======== Supplied data
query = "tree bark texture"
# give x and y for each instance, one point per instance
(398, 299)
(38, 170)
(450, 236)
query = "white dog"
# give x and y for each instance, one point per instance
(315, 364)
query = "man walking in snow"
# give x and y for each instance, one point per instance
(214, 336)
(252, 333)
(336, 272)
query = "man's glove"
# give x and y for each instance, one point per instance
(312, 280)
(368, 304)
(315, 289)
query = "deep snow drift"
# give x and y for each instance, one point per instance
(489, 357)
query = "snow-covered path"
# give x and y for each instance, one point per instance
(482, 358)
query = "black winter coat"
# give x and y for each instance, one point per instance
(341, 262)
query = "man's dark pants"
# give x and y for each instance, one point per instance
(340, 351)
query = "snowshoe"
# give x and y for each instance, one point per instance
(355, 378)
================
======== Supplied data
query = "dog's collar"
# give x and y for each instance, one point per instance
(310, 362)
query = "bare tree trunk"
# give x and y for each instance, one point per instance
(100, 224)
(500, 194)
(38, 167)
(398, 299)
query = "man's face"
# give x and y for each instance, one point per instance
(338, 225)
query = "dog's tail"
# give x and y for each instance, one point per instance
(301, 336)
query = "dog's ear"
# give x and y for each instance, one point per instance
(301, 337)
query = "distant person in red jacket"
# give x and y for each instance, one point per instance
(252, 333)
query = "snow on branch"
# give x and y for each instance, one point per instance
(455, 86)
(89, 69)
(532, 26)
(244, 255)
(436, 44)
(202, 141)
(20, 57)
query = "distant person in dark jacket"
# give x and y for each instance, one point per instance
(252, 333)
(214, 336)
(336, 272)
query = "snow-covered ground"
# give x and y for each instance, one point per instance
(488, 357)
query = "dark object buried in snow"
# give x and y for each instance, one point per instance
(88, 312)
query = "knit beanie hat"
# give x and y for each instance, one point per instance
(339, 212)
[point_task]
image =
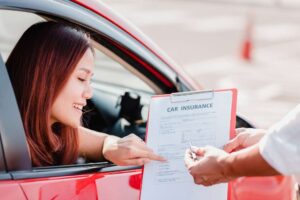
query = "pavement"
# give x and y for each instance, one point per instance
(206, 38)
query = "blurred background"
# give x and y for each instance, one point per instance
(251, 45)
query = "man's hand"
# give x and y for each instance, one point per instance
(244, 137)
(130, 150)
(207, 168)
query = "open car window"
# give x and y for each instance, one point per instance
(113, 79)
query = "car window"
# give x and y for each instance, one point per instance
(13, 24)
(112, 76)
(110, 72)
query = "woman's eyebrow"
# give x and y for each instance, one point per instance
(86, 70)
================
> [What to work on]:
Pick out every line in the records above that contains the word "jacket" and copy each one.

> [Exercise result]:
query = "distant person in red jacket"
query = "distant person in dark jacket"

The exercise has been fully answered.